=== Provided data ===
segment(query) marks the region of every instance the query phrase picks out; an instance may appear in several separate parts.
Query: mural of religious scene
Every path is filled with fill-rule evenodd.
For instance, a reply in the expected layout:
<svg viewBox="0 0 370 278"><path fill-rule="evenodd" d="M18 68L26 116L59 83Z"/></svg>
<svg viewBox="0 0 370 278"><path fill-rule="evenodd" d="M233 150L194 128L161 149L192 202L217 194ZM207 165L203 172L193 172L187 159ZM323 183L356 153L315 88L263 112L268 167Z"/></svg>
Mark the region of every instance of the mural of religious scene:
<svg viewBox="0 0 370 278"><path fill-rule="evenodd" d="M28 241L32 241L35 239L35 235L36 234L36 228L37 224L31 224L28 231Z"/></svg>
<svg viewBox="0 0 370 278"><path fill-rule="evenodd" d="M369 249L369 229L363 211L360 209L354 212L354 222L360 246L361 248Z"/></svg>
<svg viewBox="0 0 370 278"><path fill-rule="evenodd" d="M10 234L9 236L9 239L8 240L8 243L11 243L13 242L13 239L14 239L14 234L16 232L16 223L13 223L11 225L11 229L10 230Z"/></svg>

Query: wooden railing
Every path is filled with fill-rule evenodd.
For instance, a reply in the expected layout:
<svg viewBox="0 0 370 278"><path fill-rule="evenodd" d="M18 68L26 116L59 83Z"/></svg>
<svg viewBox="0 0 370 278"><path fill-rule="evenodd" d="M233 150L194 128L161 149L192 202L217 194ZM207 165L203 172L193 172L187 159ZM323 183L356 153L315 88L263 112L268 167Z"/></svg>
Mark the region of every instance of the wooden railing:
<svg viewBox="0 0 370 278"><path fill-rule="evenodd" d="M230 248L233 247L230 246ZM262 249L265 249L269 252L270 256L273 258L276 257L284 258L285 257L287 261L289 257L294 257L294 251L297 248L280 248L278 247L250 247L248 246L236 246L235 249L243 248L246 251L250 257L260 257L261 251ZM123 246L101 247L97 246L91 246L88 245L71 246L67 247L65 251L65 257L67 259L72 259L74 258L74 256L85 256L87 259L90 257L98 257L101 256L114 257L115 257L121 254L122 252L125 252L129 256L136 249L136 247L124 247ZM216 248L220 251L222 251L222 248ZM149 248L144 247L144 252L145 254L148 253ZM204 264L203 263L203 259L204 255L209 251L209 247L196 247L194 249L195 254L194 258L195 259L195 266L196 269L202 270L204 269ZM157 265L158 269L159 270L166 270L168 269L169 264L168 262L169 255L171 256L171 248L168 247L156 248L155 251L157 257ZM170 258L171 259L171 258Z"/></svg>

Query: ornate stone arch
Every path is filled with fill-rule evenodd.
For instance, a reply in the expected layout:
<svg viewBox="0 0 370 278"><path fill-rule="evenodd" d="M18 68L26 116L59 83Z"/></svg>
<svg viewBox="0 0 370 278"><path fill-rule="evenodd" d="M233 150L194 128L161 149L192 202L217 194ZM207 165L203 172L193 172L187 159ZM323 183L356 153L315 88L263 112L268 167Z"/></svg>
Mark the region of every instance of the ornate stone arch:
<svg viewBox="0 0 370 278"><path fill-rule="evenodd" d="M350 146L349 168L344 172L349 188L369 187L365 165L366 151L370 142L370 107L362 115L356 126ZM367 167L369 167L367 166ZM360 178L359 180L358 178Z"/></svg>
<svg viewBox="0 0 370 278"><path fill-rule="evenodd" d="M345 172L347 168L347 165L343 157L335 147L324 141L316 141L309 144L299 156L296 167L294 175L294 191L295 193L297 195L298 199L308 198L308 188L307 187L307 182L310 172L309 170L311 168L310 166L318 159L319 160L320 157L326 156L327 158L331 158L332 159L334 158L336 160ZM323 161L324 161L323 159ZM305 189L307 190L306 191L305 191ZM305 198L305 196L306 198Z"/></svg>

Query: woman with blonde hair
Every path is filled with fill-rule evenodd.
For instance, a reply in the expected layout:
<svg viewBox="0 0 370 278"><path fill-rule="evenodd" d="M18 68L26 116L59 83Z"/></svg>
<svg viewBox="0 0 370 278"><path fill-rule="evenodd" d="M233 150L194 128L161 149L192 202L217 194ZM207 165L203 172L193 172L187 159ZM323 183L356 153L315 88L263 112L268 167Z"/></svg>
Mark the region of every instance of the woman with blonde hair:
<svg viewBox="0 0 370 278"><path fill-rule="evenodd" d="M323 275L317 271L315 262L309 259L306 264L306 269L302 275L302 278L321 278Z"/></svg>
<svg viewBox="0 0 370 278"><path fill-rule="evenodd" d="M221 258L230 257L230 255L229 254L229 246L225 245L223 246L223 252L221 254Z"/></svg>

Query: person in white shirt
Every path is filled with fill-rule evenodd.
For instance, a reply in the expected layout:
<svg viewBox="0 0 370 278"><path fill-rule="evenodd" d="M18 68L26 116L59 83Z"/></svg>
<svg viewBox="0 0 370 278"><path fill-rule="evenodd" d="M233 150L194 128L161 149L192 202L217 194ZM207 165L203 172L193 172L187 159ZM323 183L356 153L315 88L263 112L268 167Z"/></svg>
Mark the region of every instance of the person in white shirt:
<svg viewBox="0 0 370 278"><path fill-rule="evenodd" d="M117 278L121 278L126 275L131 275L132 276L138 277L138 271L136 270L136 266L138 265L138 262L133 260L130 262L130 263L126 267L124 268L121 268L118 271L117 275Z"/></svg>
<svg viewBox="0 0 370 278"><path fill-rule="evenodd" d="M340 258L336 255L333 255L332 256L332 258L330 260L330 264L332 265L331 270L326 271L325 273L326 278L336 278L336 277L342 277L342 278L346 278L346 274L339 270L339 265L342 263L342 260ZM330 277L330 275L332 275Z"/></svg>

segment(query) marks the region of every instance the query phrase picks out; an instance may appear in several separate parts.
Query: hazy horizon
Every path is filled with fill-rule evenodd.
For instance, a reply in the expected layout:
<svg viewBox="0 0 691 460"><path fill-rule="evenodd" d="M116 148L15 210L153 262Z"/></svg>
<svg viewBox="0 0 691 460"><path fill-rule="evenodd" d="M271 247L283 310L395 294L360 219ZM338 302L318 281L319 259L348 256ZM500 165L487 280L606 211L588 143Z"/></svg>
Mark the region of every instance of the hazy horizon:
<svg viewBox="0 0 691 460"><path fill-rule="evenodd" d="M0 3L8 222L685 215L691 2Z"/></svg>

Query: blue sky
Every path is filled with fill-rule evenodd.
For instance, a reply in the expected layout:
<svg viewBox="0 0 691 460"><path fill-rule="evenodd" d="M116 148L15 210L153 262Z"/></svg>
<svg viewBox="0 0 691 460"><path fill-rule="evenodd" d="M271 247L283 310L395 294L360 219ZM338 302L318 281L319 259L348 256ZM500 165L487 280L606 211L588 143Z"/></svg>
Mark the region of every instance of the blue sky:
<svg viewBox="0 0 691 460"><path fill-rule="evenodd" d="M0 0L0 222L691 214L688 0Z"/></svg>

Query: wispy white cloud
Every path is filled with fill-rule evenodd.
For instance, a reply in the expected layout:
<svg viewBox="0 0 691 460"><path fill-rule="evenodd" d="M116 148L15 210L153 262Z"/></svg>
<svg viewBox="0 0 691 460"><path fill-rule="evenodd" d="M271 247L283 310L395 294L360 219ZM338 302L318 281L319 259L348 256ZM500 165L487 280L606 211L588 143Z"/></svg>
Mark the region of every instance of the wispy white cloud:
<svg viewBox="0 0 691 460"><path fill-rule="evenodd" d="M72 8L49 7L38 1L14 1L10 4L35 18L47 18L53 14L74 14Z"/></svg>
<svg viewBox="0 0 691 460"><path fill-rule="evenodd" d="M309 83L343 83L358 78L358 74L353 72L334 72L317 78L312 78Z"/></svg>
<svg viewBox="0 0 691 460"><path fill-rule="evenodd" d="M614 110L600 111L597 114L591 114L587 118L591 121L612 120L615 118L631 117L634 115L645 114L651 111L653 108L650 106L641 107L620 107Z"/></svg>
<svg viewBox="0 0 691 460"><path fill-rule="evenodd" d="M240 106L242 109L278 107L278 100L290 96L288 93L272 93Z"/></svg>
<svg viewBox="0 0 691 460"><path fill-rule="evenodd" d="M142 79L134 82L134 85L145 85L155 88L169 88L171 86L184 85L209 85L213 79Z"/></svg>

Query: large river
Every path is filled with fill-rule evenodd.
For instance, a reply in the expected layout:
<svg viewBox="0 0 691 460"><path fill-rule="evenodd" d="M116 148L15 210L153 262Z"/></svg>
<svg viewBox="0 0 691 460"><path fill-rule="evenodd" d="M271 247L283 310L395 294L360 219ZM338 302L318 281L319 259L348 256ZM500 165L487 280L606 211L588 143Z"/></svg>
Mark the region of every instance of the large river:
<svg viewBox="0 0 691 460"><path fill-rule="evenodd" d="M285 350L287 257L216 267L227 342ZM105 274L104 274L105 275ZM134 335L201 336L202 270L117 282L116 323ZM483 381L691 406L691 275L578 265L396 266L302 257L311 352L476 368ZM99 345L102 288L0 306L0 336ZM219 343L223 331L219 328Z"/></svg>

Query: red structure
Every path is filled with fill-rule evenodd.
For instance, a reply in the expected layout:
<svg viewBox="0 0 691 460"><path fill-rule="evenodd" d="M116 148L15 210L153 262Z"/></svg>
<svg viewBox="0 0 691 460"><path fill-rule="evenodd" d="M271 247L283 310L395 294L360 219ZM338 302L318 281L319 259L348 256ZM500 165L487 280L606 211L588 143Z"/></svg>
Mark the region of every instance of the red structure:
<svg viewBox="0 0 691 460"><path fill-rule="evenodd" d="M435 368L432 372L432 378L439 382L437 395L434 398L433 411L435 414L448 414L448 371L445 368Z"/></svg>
===
• [Your task]
Please quote the lines from the one containing "Query: red structure" through the final line above, both included.

• [Exercise answer]
Query: red structure
Every path is filled with fill-rule evenodd.
For instance, a reply in the expected layout:
<svg viewBox="0 0 691 460"><path fill-rule="evenodd" d="M116 148L15 210L153 262Z"/></svg>
<svg viewBox="0 0 691 460"><path fill-rule="evenodd" d="M271 247L283 310L395 294L360 219ZM338 302L318 281L319 259L348 256ZM500 165L487 280L606 211L588 143Z"/></svg>
Mark the region of every instance of the red structure:
<svg viewBox="0 0 691 460"><path fill-rule="evenodd" d="M435 368L432 372L432 378L439 382L437 395L434 398L433 411L435 414L448 414L448 371L445 368Z"/></svg>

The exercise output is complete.